依頼内容 a =
下にあるエントリのうち、「as in (45,130).」を含む行から始めて、エントリの最後の行までを書き出してください。両端の行も含め、空行は除いて、1行を1つの文字列とするJSONリストの形に整えてください。

===

14.「いと高きところでは神に栄光があるように、
地の上では御心にかなう人々に平和があるように。」
15.天使たちが彼らを離れて天に去ると、羊飼いたちは互いに「さあ、わたしたちもベツレヘムへ行って、主がわたしたちに知らせてくださったその出来事を見てこよう」と言った。16.そして彼らは急いで行って、マリアとヨセフ、そして飼い葉桶に寝かされている乳飲み子を捜しあてた。17.この出来事を見て羊飼いたちは、この幼子について天使が彼らに語った言葉を人々に知らせた。18.聞いた人々は皆、羊飼いたちから聞かされた話しに驚いた。19.しかしマリアはこれらすべての言葉をしっかり留め、心の中で思い巡らしていた。20.羊飼いたちは見聞きしたことがすべて、天使が彼らに語った通りであったので、神を賛美し、ほめたたえながら帰って行った。
21.さて、八日目の割礼の日を迎えたとき、幼子はイエスと名付けられた。それは幼子が胎内に宿る前に、天使によってそう呼ばれたからである。
22.モーセの律法に従って彼らの清めの期間が満ちたとき、両親は幼子を主にささげるためにエルサレムに連れて行った。23.それは主の律法に、「すべて最初に生まれる男子は、主に聖なる者と呼ばれるであろう」と書かれてあるように。24.また主の律法に言われていることに従って、『一対のキジ鳩、又は家鳩のひな二羽』を犠牲として捧げるためであった。
25.さて、エルサレムにシメオンという名の人がいた。この人は正しく、神を畏れる人で、イスラエルの慰められるのを待ち望んでいて、聖霊が彼の上にあった。26.また聖なる霊によって、「主であられるキリストを見るまでは、死を見ることはない」と御告げを受けていた。27.さて、彼が霊によって神殿の境内に入って行くと、両親が幼子のことで律法の慣習に従って(犠牲を)行おうと幼子イエスを連れて来るところであった。28.するとシメオンは幼子を両腕に抱き、神を賛美して言った。
29.「主よ、今あなたは、お言葉どおり安らかに、
あなたの僕を去らせてくださいます。
30.わたしの目が、
あなたの救いを見たのですから。
31.この救いは、あなたが全ての民のために備えられたもので、
32.異邦人たちに啓示される光、
あなたの民イスラエルの誉れです。」
33.幼子の父と母とは、幼子について語られることに戸惑っていた。34.そこでシメオンは彼らを祝福し、幼子の母マリアに対して言った。「見よ、この子はイスラエルにおいて多くの者たちを倒したり立たせたりするため、また論争のしるしとして任じられています。―35.あなた自身のこころも剣によって貫かれるでしょうー多くの人々の心の思いが明らかにされるためです」。
36.さて、アセル族の出身で、ファヌエルの娘でアンナという女預言者がいた。彼女は非常に年老いていて、乙女時代の後から七年間、夫と一緒に暮らした。37.そして八十四歳になるまで未亡人であった。彼女は神殿を離れず、夜も昼も断食と祈りをもって(神に)仕えていた。38.ちょうど同じ時刻に、アンナも近寄って来て神に感謝をささげ、エルサレムの解放を待ち望むすべての人々に幼子のことを話し聞かせていた。

===

依頼内容 b =
上の文書抜粋について、次の問いに答えてください。
(i) 八日目の割礼の日に、幼子は何と名付けられましたか。
(ii) シメオンは聖なる霊によって、どのような御告げを受けていましたか。
(iii) アンナは何歳になるまで未亡人でしたか。

使用データ =

===

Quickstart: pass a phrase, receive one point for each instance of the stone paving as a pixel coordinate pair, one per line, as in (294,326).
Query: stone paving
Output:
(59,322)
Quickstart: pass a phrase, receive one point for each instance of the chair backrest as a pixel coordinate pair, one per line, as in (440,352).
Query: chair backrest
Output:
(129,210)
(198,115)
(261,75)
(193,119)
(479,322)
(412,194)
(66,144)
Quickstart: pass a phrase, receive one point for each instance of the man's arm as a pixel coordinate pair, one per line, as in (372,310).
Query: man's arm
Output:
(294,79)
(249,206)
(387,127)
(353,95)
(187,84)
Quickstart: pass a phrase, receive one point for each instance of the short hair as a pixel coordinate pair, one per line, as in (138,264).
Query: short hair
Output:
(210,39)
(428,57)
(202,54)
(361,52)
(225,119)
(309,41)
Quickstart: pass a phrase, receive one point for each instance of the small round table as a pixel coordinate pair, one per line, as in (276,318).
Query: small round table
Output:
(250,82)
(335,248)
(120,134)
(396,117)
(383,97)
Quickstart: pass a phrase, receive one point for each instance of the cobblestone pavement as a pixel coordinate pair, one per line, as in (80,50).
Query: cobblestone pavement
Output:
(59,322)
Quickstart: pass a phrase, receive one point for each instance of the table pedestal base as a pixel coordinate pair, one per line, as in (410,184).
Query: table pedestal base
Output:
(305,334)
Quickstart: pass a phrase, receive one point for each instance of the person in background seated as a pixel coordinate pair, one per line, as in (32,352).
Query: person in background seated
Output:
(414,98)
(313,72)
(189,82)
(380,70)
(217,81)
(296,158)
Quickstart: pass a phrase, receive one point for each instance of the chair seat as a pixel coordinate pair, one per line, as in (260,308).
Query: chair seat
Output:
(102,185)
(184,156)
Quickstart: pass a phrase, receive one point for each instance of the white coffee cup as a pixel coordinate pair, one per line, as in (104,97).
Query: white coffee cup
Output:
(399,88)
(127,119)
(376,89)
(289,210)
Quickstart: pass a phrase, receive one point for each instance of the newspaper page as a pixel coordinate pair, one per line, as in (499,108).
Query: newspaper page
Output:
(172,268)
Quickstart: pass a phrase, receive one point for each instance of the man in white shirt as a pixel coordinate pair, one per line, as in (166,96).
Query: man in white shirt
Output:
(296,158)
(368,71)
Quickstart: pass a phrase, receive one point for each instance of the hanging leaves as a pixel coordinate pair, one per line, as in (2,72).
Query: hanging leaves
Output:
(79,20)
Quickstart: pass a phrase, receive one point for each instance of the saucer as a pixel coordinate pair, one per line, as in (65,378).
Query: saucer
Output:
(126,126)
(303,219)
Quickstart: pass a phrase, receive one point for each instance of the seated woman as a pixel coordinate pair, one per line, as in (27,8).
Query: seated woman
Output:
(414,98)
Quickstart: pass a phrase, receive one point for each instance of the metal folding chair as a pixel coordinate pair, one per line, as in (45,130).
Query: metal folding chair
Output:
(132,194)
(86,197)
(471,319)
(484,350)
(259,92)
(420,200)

===

解答 a =
[
  "Quickstart: pass a phrase, receive one point for each instance of the metal folding chair as a pixel coordinate pair, one per line, as in (45,130).",
  "Query: metal folding chair",
  "Output:",
  "(132,194)",
  "(86,197)",
  "(471,319)",
  "(484,350)",
  "(259,92)",
  "(420,200)"
]

解答 b =
(i) イエスと名付けられました。
(ii) 「主であられるキリストを見るまでは、死を見ることはない」という御告げです。
(iii) 八十四歳になるまで未亡人でした。